Stated problem 1 - Pick out every line of the records that contains the word "headlight", copying each such line in full. Case counts.

Document excerpt -

════════════════

A shipment of more than 2,000 Virginia apples is just a “small step” in Charlottesville City Schools’ efforts to bring locally grown food to all of its students.

A new monthly program, Local on the Line, adds one item sourced from the Local Food Hub’s partner farms to lunches served in all of Charlottesville’s public schools.

“I was looking to see what I could do to highlight local items on a regular basis,” said Carlton Jones, nutrition administrator for the city schools. “And I thought: why not start by serving something once a month?”

“We want to start small,” Jones added. “It’s really important that we make sure it’s done right.”

On Tuesday, Charlottesville’s school cafeterias served Granny Smith and Pink Lady apples from Crown Orchard Company, which owns Carter Mountain Orchard and Chiles Peach Orchard in Albemarle County.

Last month, Local on the Line served up a more complex dish: a potato hash with bell peppers and onions. The potatoes were sourced from Valley Farming in Rockingham County.

Jones plans to offer a mesclun salad made from local greens and cucumbers next month, and then finish the school year in May with local strawberries.

“The local items are a little more expensive, but it’s worth it,” Jones said. “It works for us.”

“What Carlton is doing to incorporate local items into the regular, everyday lunches is really exciting,” said Laura Brown, Local Food Hub’s chief of staff. “I think it paves the way for more local offerings in the future.”

Presenting local food as just another item on the lunch tray could make it more appealing to some students. But Jones said this makes it hard for Local on the Line to offer teaching moments about nutrition and sustainable farming.

“We have to work on getting [the information] out to the students and the community a little more,” he said. “It’s really important to let the students know what kind of food is being grown here.”

Jones expects the fall harvest to provide schools with more varied and plentiful food options when Local on the Line returns next school year.

“I think the fact that we started [in February], in the hardest time of the year, really shows the resiliency of the program,” said Brown.

Brown said that the apples served this week were picked in late fall and kept fresh in storage facilities at Crown Orchards and the Local Food Hub headquarters in Ivy.

════════════════

Material shown -
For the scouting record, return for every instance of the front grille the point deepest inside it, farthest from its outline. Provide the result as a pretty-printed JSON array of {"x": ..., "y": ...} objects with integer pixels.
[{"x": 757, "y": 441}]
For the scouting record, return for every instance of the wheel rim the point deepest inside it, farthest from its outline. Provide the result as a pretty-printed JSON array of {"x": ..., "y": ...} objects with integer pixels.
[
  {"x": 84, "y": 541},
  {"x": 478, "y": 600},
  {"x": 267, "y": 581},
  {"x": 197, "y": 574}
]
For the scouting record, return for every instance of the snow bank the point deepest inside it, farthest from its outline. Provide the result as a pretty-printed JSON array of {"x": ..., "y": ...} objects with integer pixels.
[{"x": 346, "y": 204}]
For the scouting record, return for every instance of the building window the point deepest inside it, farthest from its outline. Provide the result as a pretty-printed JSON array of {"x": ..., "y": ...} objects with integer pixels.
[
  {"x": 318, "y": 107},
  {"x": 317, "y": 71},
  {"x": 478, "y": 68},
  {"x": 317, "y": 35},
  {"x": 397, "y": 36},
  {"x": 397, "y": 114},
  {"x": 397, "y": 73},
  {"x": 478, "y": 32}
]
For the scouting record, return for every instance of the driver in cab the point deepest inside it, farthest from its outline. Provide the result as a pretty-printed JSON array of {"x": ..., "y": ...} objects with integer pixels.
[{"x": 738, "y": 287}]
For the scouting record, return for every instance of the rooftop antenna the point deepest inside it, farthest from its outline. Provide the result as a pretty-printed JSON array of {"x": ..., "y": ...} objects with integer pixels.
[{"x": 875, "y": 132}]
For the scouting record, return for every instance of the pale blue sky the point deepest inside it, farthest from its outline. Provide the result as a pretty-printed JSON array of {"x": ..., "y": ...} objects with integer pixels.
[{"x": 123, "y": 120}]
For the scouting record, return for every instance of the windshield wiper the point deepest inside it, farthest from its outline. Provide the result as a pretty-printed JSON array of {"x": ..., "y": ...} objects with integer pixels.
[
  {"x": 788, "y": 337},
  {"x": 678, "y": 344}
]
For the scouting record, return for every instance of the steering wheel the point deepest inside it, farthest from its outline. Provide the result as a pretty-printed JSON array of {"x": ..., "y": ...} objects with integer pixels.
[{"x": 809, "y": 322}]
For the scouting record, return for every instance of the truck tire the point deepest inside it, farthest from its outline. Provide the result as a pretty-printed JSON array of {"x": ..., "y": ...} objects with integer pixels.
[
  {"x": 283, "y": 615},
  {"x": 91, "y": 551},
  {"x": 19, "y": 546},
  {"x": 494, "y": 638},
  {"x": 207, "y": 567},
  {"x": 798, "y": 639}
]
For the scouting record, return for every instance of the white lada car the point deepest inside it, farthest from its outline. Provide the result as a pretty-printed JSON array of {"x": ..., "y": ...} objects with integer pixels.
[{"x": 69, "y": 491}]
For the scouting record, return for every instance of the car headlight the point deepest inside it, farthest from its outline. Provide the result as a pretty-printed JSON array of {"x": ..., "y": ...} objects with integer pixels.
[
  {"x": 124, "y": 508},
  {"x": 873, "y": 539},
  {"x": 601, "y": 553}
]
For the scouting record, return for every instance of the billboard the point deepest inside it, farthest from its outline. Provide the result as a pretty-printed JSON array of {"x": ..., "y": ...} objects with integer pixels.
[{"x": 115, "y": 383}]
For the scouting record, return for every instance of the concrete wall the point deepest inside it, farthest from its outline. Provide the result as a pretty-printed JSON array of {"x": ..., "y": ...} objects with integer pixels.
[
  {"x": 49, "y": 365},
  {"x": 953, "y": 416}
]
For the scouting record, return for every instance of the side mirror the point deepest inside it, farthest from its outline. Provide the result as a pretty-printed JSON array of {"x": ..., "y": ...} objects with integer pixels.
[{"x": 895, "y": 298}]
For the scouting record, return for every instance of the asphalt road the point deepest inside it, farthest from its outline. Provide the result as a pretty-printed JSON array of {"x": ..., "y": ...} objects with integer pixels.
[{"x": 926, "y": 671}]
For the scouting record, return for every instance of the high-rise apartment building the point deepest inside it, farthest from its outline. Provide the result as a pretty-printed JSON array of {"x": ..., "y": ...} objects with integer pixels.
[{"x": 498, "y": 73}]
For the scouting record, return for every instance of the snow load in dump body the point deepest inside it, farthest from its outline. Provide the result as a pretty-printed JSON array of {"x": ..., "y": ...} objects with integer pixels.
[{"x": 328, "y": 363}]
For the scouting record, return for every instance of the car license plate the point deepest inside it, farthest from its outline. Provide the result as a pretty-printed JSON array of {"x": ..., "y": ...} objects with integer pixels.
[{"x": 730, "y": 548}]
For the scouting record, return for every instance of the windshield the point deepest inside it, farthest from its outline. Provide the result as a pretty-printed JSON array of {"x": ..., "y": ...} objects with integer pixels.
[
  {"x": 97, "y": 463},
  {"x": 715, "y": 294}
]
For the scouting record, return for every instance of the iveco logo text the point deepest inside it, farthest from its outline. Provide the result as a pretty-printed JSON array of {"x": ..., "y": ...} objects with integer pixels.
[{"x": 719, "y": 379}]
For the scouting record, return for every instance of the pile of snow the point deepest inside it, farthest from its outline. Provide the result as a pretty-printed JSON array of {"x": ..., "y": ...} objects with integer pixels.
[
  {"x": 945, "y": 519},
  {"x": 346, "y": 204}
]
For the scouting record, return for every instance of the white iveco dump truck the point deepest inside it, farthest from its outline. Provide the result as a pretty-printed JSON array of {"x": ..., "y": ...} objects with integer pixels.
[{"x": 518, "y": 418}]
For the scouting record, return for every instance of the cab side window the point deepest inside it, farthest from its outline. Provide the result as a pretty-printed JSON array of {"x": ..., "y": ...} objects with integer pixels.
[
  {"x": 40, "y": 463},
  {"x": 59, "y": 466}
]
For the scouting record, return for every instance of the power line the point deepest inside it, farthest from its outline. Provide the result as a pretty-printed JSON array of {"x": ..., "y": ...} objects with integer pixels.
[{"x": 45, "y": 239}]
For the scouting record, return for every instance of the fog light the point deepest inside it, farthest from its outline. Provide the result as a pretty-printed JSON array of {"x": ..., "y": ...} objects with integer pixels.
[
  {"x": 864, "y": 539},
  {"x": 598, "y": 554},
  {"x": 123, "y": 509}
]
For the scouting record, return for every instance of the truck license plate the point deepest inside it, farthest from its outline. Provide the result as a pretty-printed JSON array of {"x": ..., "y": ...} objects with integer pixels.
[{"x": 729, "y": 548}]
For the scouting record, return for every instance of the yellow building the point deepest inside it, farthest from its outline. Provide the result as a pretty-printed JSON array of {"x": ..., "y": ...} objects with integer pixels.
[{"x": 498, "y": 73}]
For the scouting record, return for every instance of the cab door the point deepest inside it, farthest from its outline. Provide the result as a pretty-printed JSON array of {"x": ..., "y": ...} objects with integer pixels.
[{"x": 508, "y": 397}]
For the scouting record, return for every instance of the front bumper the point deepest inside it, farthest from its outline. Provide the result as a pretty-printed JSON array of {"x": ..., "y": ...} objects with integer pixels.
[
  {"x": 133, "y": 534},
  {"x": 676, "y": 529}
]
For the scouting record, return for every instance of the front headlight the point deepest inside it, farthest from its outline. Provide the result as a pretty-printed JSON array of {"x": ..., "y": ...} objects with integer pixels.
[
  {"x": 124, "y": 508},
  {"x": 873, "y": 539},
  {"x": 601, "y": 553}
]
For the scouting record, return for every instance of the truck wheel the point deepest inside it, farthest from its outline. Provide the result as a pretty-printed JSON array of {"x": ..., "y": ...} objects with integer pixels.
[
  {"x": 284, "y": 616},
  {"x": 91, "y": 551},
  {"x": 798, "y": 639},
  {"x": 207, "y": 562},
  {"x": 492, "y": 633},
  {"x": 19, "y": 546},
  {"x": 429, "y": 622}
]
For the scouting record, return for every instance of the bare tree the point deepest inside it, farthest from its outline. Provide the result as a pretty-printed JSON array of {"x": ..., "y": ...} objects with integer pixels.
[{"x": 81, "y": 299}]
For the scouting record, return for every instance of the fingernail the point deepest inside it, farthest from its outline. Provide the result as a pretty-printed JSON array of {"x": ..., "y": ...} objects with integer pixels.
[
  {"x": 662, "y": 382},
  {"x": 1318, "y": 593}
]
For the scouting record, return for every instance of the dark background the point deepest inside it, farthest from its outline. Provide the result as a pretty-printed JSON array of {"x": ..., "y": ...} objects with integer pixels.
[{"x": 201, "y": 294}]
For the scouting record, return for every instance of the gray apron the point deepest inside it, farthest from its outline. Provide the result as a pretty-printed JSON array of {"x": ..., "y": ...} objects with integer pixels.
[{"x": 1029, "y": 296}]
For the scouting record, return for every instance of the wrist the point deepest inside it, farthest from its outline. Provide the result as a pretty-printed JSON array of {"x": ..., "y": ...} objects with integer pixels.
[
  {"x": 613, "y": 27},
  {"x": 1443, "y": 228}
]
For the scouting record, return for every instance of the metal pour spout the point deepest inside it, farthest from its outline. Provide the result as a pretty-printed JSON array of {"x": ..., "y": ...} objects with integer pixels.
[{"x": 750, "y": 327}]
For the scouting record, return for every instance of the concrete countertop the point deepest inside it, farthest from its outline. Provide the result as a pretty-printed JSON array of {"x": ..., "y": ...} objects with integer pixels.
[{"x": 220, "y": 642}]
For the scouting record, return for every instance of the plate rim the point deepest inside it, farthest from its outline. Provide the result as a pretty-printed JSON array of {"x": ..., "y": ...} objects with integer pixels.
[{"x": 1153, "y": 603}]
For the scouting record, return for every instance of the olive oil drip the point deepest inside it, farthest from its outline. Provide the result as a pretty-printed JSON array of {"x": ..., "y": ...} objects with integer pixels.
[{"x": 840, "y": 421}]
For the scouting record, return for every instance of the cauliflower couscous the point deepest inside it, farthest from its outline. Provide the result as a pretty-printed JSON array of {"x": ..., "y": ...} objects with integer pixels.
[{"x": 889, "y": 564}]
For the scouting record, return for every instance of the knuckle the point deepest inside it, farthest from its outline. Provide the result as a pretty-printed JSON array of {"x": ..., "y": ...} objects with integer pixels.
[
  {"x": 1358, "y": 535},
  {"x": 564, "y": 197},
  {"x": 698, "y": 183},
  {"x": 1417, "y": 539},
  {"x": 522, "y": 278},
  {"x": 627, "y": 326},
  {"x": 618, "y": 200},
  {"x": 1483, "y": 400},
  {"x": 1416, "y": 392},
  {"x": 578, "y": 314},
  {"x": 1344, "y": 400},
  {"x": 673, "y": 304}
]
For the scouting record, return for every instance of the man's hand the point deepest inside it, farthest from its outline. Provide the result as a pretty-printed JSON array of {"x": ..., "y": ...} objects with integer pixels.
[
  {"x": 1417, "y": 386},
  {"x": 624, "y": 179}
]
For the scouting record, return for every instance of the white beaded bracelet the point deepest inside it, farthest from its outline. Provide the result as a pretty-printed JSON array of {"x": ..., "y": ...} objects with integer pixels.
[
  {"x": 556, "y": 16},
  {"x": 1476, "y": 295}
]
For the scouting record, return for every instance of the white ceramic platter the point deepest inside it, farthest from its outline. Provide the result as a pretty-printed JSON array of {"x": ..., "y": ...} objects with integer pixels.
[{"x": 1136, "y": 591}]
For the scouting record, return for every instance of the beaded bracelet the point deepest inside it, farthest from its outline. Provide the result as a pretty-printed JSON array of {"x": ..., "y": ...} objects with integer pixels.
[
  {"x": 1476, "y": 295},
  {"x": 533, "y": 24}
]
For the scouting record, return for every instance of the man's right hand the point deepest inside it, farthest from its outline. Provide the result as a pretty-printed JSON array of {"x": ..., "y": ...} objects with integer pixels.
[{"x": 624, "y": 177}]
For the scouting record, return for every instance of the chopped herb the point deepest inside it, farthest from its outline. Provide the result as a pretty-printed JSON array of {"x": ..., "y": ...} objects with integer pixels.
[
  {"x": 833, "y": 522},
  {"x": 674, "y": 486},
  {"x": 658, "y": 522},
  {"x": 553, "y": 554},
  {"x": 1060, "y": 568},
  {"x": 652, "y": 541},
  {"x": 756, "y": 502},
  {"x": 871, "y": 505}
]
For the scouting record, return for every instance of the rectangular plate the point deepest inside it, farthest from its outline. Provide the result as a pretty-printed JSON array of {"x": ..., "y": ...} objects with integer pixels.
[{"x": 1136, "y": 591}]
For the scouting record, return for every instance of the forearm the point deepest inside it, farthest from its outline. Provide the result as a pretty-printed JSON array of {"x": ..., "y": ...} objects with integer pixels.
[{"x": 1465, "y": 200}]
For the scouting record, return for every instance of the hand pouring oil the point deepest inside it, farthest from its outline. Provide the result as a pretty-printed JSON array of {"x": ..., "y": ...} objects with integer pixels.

════════════════

Stated problem 2 - Using the article on Charlottesville school lunches, say whether each statement agrees with it, answering yes or no and quoting the words that decide it: (a) Last month's Local on the Line item was a potato hash with bell peppers and onions. (b) The program is planned to end the school year with a mesclun salad. (c) The apples served this week were picked in early summer.

Exercise answer 1 -
For the scouting record, return for every instance of the car headlight the point deepest inside it, farthest from its outline. Provide the result as a pretty-printed JSON array of {"x": ..., "y": ...} objects with integer pixels.
For the scouting record, return for every instance of the front headlight the point deepest inside it, farthest from its outline. Provide the result as a pretty-printed JSON array of {"x": ..., "y": ...} objects with integer pixels.

Exercise answer 2 -
(a) Yes: "Last month, Local on the Line served up a more complex dish: a potato hash with bell peppers and onions."
(b) No: "and then finish the school year in May with local strawberries."
(c) No: "the apples served this week were picked in late fall"